> [Collected data entries]:

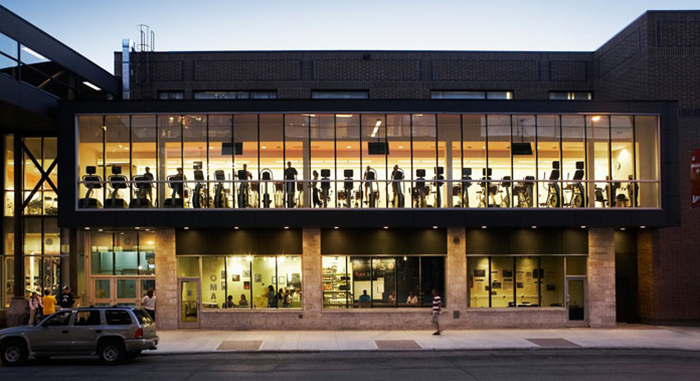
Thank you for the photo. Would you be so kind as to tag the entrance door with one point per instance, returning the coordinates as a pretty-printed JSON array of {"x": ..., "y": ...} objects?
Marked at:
[
  {"x": 189, "y": 303},
  {"x": 576, "y": 301}
]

> [TASK ITEM]: Should the entries hold any pictures, please omit those and print the remaining text exactly.

> [ANSWER SPACE]:
Thank you for the photo. Would you be so kind as to tag the entrance door with one point per instance, returning the coordinates as a pretty-printed JSON array of {"x": ..., "y": ...} objects?
Marked at:
[
  {"x": 189, "y": 303},
  {"x": 576, "y": 301}
]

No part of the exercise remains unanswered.